[Work order] Wherever a picture sits, omit it. Output the rest of the listing exactly.

*** Opening Records for the task ***

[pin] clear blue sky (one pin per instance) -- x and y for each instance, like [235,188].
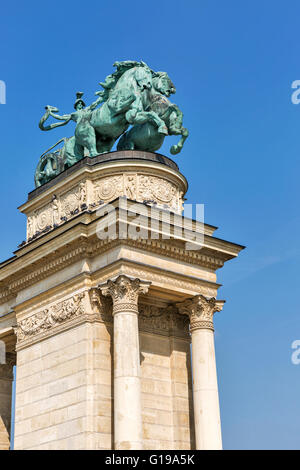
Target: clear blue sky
[233,64]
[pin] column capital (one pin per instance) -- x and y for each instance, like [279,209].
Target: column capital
[201,311]
[124,292]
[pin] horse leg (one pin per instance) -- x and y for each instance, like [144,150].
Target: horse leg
[125,143]
[177,148]
[140,117]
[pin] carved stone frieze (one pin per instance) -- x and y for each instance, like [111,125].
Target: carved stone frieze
[50,317]
[86,196]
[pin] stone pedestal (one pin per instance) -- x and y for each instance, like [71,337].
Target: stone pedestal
[102,296]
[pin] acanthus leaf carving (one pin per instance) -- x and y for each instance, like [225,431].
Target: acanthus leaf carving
[200,310]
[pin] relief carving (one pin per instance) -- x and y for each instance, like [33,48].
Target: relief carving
[135,186]
[200,311]
[50,317]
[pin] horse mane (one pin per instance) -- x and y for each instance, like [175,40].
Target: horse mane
[122,67]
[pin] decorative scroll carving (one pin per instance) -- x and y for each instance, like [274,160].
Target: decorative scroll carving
[124,292]
[50,317]
[135,186]
[109,188]
[200,311]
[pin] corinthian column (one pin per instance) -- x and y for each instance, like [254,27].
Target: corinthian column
[127,388]
[205,385]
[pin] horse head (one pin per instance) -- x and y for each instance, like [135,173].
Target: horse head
[163,84]
[143,77]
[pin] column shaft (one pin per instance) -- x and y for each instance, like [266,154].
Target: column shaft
[127,388]
[205,391]
[124,292]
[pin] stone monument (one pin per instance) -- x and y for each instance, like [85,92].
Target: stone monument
[102,304]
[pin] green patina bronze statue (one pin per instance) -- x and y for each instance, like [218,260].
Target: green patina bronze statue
[134,95]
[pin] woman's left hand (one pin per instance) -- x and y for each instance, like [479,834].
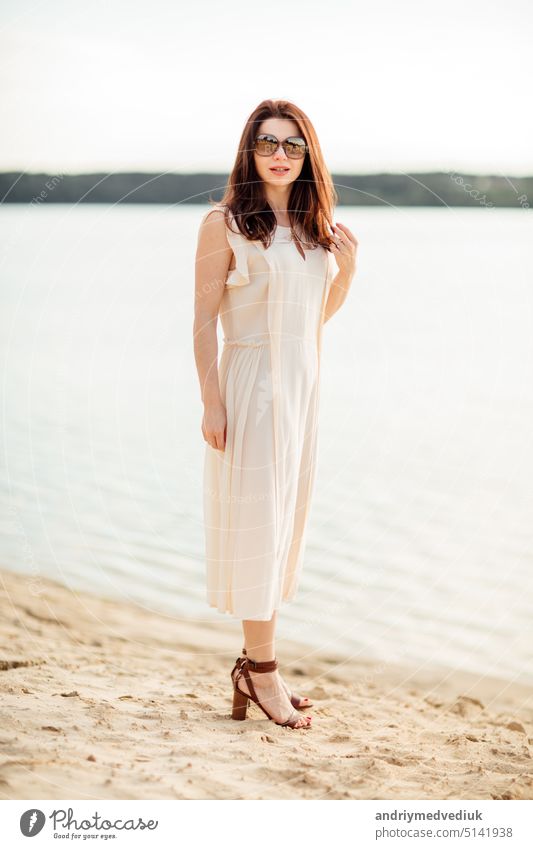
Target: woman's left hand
[344,249]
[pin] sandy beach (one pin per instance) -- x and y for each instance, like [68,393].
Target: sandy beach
[104,700]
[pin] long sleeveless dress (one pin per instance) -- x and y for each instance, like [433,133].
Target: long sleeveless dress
[257,491]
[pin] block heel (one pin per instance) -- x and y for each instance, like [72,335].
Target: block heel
[241,699]
[240,704]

*** Closing Records for the task ***

[Answer area]
[pin] clear blue sky (one pin per instance) -- x and y for each instance, like [235,188].
Target: clear blue sky
[233,64]
[pin] column capital (one pin per instance) -- x and y for each instance, like [279,209].
Target: column capital
[201,311]
[124,292]
[pin] horse leg (one pin per instance) -- x and y for each instance, like [144,150].
Target: horse leg
[125,143]
[177,148]
[140,117]
[pin] carved stone frieze (one pin per instance) -- x and y for each instance, like [111,125].
Target: carved stone frieze
[50,317]
[86,196]
[pin] stone pedestal (one pin per instance) -- x and y for each instance, like [71,337].
Target: stone pedestal
[102,296]
[pin] acanthus leaf carving (one pin per instance) -- x and y for each instance, like [225,431].
Target: acanthus leaf carving
[200,310]
[pin] relief carving (one pin per instance) -- x and y for each instance, like [33,48].
Target: relief carving
[135,186]
[200,311]
[50,317]
[pin] horse mane (one pin per instance) -- x and y for each instance, like [175,40].
Target: horse mane
[122,67]
[pin] decorative scroll carving (one pin per instance) -- x and y for each instance, like [274,160].
Target: decorative scroll carving
[124,292]
[50,317]
[135,186]
[109,188]
[200,311]
[pin] corinthian column (one pin per instance) -- x and y for each instance, like [254,27].
Target: corinthian column
[127,388]
[205,385]
[pin] horse head (one pin per instance) -- x and y for each instance, like [135,173].
Target: horse head
[163,84]
[143,77]
[pin] column shaft (one pin per instance) -- x and y for each instance, like [266,154].
Target: column shaft
[127,388]
[205,391]
[124,292]
[pin] stone monument (one pin per instance) -- x and y for each instance, like [85,92].
Target: stone monument
[102,304]
[pin] green patina bronze statue (one pin per instance) -- x and y for each instance, like [218,260].
Target: green patina bronze statue
[134,95]
[pin] woman's left hand (one pin per instance) -- x and y for each instance, like [479,834].
Target: woman's left hand
[344,249]
[pin] sandy beach (one pin per instance) -- x and y for each instance, like [68,393].
Target: sandy beach
[104,700]
[pin] long sleeveless dress (one pin per instance) -- x and y for each instance, like [433,133].
Target: long sleeveless dress
[257,491]
[pin] block heel (one pin per instance) -- x and y for each instance, like [72,335].
Target: block heel
[241,699]
[240,704]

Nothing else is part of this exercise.